[TEXT EXCERPT Boundary: Start]

Standard & Poor's has raised its outlook for the credit ratings of Bank of Ireland and AIB as the lenders are poised to benefit from ongoing consolidation of the industry in Ireland and continuing declines in the levels of problem loans.
S&P, which has raised its outlook for the two banks to stable from negative, added that “potential asset quality problems” that may yet emerge from the pandemic and Ukraine war should be “manageable”, given the Republic’s “solid” growth prospects, low private sector indebtedness and the stricter lending standards that have been applied since the financial crisis.
The firm continues to rate the creditworthiness of AIB and Bank of Ireland at BBB-, which is the lowest in what it considers investment grade levels.
“The Russia-Ukraine conflict’s impact on the economy and some residual tail risks from the pandemic result in some risk to our base-case scenario,” S&P said. “However, we think economic growth will continue in Ireland and any potential negative impact on the banking system will be manageable.
“We forecast that the underlying domestic economy will grow by about 4 per cent over the next two years.”
Bank of Ireland, AIB and smaller rival Permanent TSB are poised to carve up the loan books of Ulster Bank and KBC Bank Ireland between them as the two overseas-owned lenders retreat from the market, boosting the profit returns of the remaining players in the market as loan growth and official interest rates remain low.

[TEXT EXCERPT Boundary: End]
[DATA EXCERPTS Boundary: Start]

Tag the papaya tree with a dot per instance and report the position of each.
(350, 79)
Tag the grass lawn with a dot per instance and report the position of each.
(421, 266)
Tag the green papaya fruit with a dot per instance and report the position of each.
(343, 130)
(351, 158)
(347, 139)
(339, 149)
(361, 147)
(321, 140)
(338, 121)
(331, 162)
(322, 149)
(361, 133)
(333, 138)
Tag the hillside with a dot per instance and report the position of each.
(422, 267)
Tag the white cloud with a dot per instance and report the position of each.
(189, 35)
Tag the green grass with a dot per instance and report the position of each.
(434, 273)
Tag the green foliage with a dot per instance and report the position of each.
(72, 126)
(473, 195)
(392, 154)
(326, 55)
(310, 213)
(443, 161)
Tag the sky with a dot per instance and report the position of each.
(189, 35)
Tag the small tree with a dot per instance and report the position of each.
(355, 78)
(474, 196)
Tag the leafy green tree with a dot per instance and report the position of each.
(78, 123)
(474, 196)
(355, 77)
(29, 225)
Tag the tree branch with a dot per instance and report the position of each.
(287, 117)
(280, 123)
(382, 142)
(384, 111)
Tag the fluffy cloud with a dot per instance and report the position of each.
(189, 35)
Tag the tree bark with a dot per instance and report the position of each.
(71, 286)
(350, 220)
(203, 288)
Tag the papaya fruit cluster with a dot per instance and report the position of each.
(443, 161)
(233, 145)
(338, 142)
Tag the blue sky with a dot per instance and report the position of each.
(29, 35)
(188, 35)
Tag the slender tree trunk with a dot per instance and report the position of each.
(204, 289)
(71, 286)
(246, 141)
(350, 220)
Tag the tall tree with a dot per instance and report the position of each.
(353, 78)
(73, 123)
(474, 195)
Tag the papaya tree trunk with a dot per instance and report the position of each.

[DATA EXCERPTS Boundary: End]

» **WHAT IS BEING ASKED**:
Summarize the news item about S&P's outlook for Bank of Ireland and AIB in two sentences.

» **WRITTEN ANSWER**:
Standard & Poor's raised its outlook for Bank of Ireland and AIB to stable from negative, citing ongoing consolidation of the Irish banking industry and falling levels of problem loans, while keeping both banks rated at BBB-, the lowest investment grade level. S&P said potential asset quality problems from the pandemic and the Ukraine war should be manageable given Ireland's solid growth prospects, low private sector indebtedness and stricter lending standards, and it forecast that the underlying domestic economy will grow by about 4 percent over the next two years.